(Exercise objective): Tally the lines in the listing below that contain the string "Target", matching case exactly, and reply with only the number.

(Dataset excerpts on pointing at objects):
====================
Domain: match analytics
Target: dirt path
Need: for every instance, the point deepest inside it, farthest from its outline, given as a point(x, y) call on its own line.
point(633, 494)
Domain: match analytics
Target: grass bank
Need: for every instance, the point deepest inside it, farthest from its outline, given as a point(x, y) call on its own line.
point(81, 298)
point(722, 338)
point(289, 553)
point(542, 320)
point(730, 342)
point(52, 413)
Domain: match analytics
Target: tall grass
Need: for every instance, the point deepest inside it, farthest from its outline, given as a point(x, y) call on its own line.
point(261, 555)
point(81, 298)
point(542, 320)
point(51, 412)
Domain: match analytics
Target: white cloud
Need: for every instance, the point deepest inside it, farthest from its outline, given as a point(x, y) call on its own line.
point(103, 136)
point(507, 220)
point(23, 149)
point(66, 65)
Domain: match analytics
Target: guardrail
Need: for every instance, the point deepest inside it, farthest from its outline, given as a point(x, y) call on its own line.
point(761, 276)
====================
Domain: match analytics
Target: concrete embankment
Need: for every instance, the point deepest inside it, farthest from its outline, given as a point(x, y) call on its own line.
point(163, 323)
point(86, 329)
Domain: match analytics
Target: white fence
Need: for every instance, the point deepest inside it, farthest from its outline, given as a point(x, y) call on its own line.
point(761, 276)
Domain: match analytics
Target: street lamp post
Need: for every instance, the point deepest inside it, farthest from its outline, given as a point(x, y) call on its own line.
====================
(Exercise response): 8